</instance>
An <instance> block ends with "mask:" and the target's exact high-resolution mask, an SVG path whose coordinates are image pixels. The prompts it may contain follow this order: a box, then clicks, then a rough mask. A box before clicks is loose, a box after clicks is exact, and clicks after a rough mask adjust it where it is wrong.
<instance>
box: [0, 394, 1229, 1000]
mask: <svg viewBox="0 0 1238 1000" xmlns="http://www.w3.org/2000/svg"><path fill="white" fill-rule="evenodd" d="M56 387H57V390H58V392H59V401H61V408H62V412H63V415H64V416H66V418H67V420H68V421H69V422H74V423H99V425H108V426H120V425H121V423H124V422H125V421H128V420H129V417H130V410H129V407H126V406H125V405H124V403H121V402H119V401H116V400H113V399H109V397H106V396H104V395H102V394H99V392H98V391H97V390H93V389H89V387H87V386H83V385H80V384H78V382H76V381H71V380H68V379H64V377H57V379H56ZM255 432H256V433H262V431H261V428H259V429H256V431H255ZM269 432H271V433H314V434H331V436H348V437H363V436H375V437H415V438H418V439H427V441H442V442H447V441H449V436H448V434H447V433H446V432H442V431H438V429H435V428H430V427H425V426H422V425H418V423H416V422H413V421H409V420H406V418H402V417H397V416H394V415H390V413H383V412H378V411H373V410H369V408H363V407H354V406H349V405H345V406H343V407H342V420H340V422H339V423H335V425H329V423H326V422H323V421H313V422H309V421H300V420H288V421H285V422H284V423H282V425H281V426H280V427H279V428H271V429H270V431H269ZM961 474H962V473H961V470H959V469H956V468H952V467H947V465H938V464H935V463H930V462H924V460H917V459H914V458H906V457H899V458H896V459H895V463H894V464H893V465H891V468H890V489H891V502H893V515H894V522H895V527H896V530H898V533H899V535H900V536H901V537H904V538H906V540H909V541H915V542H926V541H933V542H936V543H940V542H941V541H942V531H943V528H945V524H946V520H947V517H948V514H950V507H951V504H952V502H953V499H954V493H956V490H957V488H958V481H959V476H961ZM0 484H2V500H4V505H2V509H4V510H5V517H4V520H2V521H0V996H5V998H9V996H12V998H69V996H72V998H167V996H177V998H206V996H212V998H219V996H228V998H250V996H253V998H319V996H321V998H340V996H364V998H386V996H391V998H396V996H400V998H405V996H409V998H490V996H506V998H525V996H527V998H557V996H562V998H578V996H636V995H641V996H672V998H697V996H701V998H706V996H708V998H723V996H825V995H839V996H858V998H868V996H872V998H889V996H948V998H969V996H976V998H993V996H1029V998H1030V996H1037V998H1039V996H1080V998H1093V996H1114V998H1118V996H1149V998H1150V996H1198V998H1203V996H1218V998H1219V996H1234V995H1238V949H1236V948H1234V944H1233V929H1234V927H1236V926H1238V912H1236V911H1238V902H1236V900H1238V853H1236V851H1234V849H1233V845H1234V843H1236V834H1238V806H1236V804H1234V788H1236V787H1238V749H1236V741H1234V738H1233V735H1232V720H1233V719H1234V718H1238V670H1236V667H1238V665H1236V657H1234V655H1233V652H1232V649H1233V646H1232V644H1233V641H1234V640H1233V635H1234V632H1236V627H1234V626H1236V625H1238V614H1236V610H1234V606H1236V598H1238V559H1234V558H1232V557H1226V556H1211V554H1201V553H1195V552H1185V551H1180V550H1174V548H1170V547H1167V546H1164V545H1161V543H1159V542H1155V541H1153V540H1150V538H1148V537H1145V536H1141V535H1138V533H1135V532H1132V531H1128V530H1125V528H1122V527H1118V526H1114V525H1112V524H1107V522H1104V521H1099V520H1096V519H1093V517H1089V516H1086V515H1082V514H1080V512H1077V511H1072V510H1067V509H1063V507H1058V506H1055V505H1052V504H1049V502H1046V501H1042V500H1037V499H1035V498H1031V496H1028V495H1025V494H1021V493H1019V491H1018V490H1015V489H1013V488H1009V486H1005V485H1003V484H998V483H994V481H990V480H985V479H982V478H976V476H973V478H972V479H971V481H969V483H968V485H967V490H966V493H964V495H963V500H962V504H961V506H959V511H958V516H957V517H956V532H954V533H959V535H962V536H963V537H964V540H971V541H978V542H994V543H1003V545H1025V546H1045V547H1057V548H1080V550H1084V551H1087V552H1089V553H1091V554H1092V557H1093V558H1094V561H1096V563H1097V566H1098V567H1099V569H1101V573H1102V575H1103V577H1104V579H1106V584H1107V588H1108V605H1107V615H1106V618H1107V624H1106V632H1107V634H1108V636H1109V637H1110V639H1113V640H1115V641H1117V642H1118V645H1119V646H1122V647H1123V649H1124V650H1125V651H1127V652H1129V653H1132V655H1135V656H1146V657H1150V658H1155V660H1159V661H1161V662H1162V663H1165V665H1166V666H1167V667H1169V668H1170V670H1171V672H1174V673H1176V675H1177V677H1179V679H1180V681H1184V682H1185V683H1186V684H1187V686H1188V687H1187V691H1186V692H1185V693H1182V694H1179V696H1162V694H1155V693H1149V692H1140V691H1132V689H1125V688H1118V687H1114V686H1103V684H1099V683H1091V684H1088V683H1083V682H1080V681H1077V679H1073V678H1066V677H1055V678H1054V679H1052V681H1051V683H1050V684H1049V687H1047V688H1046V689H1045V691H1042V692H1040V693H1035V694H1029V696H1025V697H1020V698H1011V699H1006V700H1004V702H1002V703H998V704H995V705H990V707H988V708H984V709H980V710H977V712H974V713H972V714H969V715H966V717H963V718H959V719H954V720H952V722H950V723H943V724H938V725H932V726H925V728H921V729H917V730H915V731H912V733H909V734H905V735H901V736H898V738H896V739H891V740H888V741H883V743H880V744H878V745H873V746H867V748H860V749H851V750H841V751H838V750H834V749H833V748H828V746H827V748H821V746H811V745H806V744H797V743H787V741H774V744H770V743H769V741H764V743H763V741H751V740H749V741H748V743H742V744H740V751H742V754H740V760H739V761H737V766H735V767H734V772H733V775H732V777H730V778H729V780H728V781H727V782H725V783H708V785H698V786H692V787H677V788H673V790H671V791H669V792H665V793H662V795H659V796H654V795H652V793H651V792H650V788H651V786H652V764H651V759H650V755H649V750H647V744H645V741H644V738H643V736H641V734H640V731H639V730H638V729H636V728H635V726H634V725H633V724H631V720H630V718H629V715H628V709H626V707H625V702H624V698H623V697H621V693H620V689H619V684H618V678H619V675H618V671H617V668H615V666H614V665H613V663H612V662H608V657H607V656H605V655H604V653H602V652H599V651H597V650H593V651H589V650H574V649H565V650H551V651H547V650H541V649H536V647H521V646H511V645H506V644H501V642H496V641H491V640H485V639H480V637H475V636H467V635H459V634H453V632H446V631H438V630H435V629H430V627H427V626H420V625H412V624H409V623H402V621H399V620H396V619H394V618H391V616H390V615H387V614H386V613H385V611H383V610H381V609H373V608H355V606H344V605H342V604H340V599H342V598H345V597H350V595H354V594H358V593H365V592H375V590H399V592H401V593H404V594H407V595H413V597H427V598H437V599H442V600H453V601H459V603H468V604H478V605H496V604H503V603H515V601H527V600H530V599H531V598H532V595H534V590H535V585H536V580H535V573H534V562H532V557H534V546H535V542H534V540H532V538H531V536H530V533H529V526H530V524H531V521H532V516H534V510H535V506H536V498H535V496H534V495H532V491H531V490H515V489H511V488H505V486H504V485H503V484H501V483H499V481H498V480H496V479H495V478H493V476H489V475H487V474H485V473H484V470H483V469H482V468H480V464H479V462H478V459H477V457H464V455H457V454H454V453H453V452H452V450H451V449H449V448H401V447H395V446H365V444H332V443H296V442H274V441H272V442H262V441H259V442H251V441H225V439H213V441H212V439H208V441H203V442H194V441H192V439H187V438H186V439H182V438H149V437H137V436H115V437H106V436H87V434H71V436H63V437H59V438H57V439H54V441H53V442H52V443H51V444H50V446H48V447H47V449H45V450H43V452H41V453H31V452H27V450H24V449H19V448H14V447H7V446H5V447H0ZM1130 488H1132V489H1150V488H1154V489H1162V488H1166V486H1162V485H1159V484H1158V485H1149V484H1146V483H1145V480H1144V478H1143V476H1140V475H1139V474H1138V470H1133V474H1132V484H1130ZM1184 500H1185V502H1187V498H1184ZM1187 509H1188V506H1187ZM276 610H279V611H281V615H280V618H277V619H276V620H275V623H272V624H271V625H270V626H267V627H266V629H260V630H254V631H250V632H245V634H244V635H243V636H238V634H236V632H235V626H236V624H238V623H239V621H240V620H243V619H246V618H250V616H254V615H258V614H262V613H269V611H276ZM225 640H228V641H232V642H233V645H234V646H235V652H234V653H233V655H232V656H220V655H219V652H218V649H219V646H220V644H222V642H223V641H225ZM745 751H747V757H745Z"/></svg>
____________
Problem statement |
From the data above, copy each line where the string "instance" appears.

Result |
</instance>
An <instance> block ends with "mask:" and the target's exact high-resolution mask, an SVG path whose coordinates are image pixels. The prompts it may contain follow this order: a box, then clicks, then a rough mask. A box before clicks is loose, a box after clicks is exact, and clicks after a rough mask adjust it where it is wrong.
<instance>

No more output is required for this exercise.